Show every line in the data below that contains the string "clicks". Letter case counts.

Start of Block

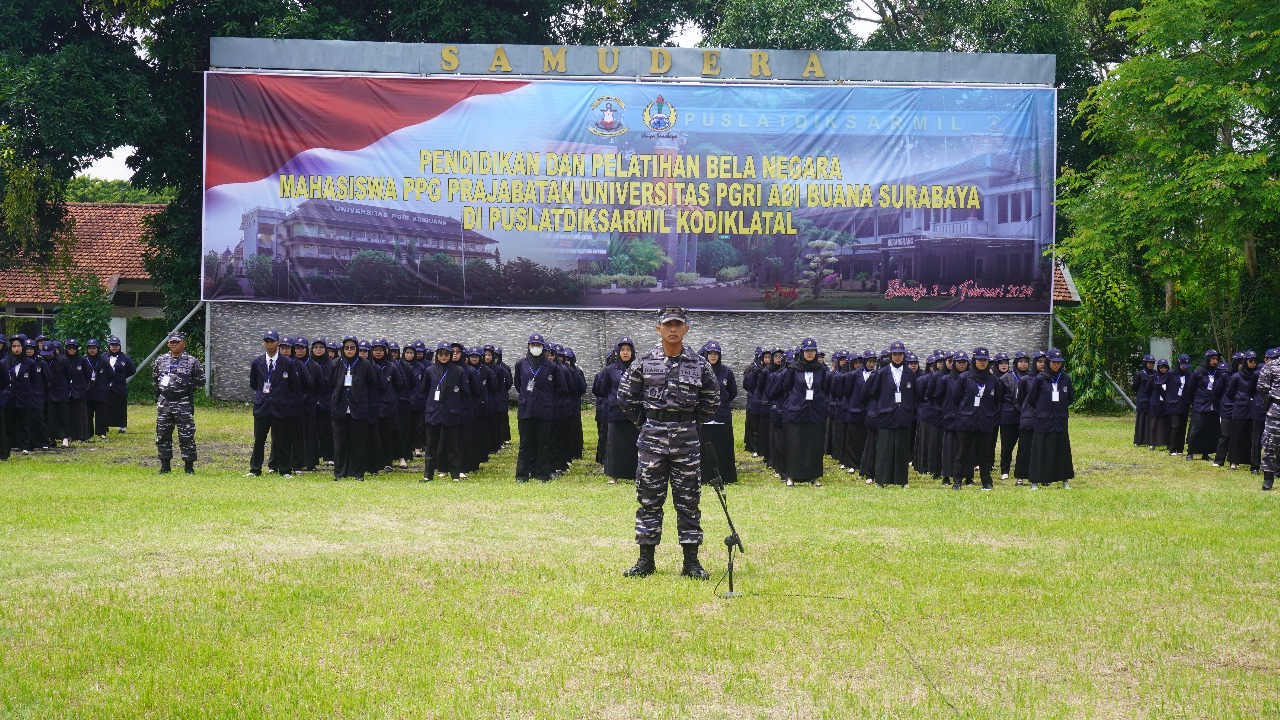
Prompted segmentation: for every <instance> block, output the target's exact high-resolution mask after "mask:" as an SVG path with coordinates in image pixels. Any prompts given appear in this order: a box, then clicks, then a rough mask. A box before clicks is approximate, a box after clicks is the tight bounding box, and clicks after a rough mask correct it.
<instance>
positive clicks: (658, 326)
mask: <svg viewBox="0 0 1280 720" xmlns="http://www.w3.org/2000/svg"><path fill="white" fill-rule="evenodd" d="M655 329H657V331H658V334H659V336H660V337H662V345H660V346H658V347H654V348H653V350H650V351H649V352H648V354H645V355H641V356H640V357H637V359H636V360H635V361H632V363H631V366H630V368H628V369H627V372H626V373H625V374H623V375H622V378H621V383H620V387H618V405H620V406H621V409H622V413H623V414H625V415H626V416H627V419H630V420H631V421H632V423H635V424H636V427H637V428H640V439H639V445H637V460H639V461H637V465H636V497H637V498H639V501H640V507H639V509H637V510H636V543H637V544H639V546H640V560H639V561H637V562H636V564H635V566H634V568H631V569H630V570H627V571H626V573H623V575H626V577H645V575H652V574H653V571H654V560H653V557H654V548H655V547H657V546H658V543H659V542H662V515H663V505H664V503H666V501H667V486H668V483H669V486H671V493H672V505H675V506H676V528H677V530H678V533H680V544H681V547H682V548H684V553H685V564H684V569H682V570H681V575H686V577H690V578H698V579H703V580H705V579H707V578H708V577H709V575H708V574H707V570H704V569H703V566H701V564H699V561H698V546H699V544H701V542H703V528H701V511H700V510H699V506H698V505H699V501H700V497H701V478H700V462H701V446H700V443H699V439H698V425H699V423H704V421H707V420H710V419H712V418H713V416H714V415H716V410H718V409H719V401H721V396H719V384H718V383H717V380H716V373H714V372H713V370H712V366H710V365H709V364H708V363H707V360H705V359H703V357H701V356H699V355H698V354H695V352H694V351H692V350H691V348H690V347H689V346H687V345H684V340H685V334H687V333H689V318H687V313H686V311H685V310H684V309H682V307H664V309H663V310H662V311H660V313H659V314H658V325H657V328H655Z"/></svg>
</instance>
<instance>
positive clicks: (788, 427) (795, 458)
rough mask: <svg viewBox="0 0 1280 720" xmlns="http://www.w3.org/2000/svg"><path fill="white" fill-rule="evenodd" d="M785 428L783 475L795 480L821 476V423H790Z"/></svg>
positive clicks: (816, 478) (821, 431)
mask: <svg viewBox="0 0 1280 720" xmlns="http://www.w3.org/2000/svg"><path fill="white" fill-rule="evenodd" d="M786 428H787V464H786V470H783V473H782V474H783V475H786V477H788V478H791V479H792V480H797V482H810V480H817V479H818V478H820V477H822V457H823V452H822V450H823V447H822V446H823V432H822V429H823V423H791V424H788V425H786Z"/></svg>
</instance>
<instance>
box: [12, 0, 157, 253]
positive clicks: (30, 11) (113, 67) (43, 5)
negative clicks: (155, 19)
mask: <svg viewBox="0 0 1280 720" xmlns="http://www.w3.org/2000/svg"><path fill="white" fill-rule="evenodd" d="M136 50H137V28H136V27H132V26H131V24H129V22H128V20H127V17H125V12H124V9H123V4H111V3H74V1H67V0H33V1H31V3H24V4H22V6H20V10H18V8H17V6H14V10H10V12H6V13H4V23H0V128H3V132H0V213H3V215H4V218H3V219H4V222H3V223H0V268H13V266H20V265H38V266H47V265H50V264H51V263H52V261H54V260H55V256H56V254H58V250H59V246H60V238H63V237H65V222H67V211H65V208H63V202H64V197H65V192H67V183H68V182H69V181H70V179H72V178H73V177H74V176H76V173H77V172H78V170H81V169H83V168H86V167H88V164H90V163H92V161H93V160H96V159H97V158H101V156H104V155H106V154H109V152H110V151H111V150H114V149H115V147H118V146H120V145H129V143H132V142H133V141H134V140H137V138H140V137H142V136H145V135H146V133H147V132H150V131H151V129H152V127H154V122H155V119H156V113H155V109H154V108H152V106H151V102H150V97H148V94H147V83H146V63H145V60H143V59H142V58H141V56H140V55H138V53H137V51H136Z"/></svg>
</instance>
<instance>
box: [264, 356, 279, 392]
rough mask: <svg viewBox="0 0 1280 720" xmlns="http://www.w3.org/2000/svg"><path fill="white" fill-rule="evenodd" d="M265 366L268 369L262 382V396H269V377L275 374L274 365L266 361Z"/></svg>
mask: <svg viewBox="0 0 1280 720" xmlns="http://www.w3.org/2000/svg"><path fill="white" fill-rule="evenodd" d="M266 365H268V368H270V369H269V370H268V372H266V380H264V382H262V395H271V375H274V374H275V368H276V364H275V363H274V361H271V360H268V361H266Z"/></svg>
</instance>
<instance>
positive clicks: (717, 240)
mask: <svg viewBox="0 0 1280 720" xmlns="http://www.w3.org/2000/svg"><path fill="white" fill-rule="evenodd" d="M741 261H742V252H741V251H740V250H739V249H736V247H733V246H732V245H730V243H728V242H726V241H723V240H712V241H708V242H703V243H701V245H699V246H698V274H700V275H703V277H707V278H713V277H716V273H718V272H721V270H722V269H724V268H731V266H733V265H737V264H740V263H741Z"/></svg>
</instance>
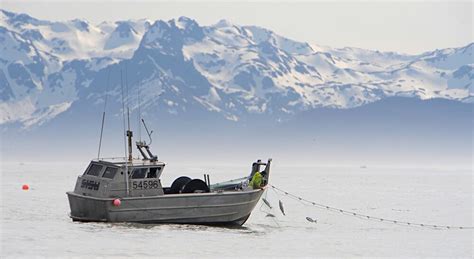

End of Block

▸ **Exercise answer**:
Prompted segmentation: for every <instance> block, output the target's exact high-resolution mask after "mask:" as an SVG path with coordinates in image pixels. Any prompts given appear in this order: a box, then clicks, then a rough mask. A box before clicks is approximate, a box after clicks is the tight bounding box, and clicks after a rough mask correct it.
positive clicks: (658, 326)
positive clicks: (788, 427) (795, 458)
positive clicks: (816, 478) (821, 431)
positive clicks: (30, 11) (113, 67) (43, 5)
negative clicks: (155, 19)
positive clicks: (717, 240)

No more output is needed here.